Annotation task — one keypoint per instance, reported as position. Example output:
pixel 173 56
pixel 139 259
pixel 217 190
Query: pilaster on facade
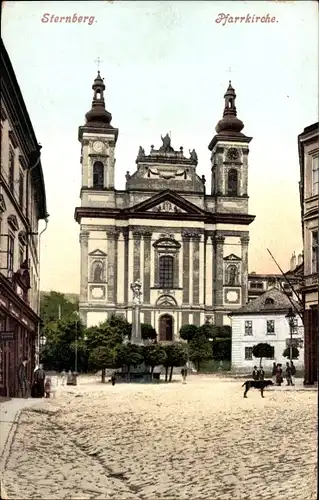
pixel 218 243
pixel 244 242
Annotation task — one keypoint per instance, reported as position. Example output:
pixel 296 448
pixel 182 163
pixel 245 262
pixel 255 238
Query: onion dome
pixel 98 116
pixel 229 124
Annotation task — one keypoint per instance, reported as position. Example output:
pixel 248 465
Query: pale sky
pixel 166 68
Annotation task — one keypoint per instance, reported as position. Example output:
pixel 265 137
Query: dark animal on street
pixel 256 384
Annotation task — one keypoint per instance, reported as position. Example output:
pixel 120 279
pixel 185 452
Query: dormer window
pixel 232 183
pixel 98 175
pixel 269 302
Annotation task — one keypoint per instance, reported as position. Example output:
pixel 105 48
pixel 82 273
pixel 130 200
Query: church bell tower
pixel 98 138
pixel 229 158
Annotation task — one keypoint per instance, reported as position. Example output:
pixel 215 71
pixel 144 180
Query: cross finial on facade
pixel 98 61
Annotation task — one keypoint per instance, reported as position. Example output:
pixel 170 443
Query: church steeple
pixel 229 124
pixel 98 116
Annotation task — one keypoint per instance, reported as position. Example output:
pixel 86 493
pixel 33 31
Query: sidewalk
pixel 9 415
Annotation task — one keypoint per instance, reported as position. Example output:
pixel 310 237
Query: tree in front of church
pixel 200 349
pixel 103 341
pixel 188 332
pixel 263 350
pixel 55 306
pixel 154 355
pixel 101 358
pixel 64 334
pixel 294 352
pixel 148 332
pixel 128 355
pixel 176 355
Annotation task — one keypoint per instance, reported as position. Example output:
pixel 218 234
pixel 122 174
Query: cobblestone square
pixel 197 441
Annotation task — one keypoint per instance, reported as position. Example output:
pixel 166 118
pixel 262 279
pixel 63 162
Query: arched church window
pixel 232 278
pixel 98 175
pixel 97 272
pixel 232 183
pixel 166 328
pixel 166 271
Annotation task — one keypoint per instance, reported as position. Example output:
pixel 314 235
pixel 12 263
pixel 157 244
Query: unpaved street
pixel 197 441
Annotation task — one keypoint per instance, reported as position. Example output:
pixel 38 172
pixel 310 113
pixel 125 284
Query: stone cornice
pixel 209 218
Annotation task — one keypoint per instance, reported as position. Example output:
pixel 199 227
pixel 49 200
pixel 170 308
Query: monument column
pixel 219 278
pixel 208 271
pixel 120 269
pixel 244 276
pixel 147 267
pixel 84 245
pixel 136 337
pixel 185 283
pixel 112 237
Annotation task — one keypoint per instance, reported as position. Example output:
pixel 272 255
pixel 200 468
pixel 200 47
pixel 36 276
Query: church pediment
pixel 167 202
pixel 97 253
pixel 232 257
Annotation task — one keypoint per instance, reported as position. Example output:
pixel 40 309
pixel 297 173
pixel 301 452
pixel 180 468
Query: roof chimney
pixel 300 259
pixel 293 262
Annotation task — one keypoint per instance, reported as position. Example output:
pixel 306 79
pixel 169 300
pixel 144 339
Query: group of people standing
pixel 41 386
pixel 278 374
pixel 258 373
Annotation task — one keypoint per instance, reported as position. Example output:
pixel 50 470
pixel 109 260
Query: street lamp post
pixel 290 317
pixel 42 342
pixel 76 348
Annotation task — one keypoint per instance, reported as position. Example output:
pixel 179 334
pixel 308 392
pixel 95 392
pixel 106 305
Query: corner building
pixel 189 248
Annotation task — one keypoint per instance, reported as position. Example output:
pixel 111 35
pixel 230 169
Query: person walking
pixel 279 379
pixel 293 373
pixel 273 373
pixel 22 378
pixel 63 377
pixel 47 387
pixel 255 373
pixel 288 374
pixel 184 374
pixel 39 378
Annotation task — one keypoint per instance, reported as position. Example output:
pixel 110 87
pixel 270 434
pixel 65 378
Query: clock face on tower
pixel 233 154
pixel 98 146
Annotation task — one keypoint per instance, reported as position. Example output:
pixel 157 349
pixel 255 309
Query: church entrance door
pixel 166 328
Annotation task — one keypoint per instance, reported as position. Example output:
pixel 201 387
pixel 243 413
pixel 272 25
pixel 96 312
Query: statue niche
pixel 166 146
pixel 98 175
pixel 97 271
pixel 232 275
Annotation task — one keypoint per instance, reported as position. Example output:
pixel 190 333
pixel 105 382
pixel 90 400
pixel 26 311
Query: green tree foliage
pixel 188 332
pixel 55 306
pixel 222 349
pixel 200 349
pixel 263 350
pixel 101 358
pixel 212 331
pixel 154 355
pixel 176 355
pixel 294 353
pixel 128 355
pixel 148 332
pixel 62 338
pixel 120 326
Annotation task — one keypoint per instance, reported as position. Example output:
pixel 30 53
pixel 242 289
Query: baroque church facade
pixel 189 248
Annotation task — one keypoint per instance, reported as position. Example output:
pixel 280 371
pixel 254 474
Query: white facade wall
pixel 259 335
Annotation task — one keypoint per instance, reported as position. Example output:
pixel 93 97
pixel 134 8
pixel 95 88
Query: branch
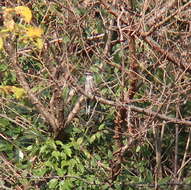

★ ★ ★

▶ **WRITTEN TASK**
Reproduce the material above without changes, starting at its first line and stopping after the line that contains "pixel 166 68", and include both of those lines. Leave the pictures out of your answer.

▶ **EXERCISE OUTPUT**
Annotation task — one keypoint per instance, reported as position. Example output:
pixel 173 56
pixel 139 259
pixel 217 190
Query: pilaster on facade
pixel 218 243
pixel 244 242
Annotation task — one keypoint per instance, reported as position. Example output:
pixel 296 448
pixel 182 163
pixel 245 262
pixel 255 238
Query: onion dome
pixel 98 116
pixel 229 124
Annotation task — one keypoint per instance, reported as position. Example output:
pixel 248 465
Query: pale sky
pixel 166 68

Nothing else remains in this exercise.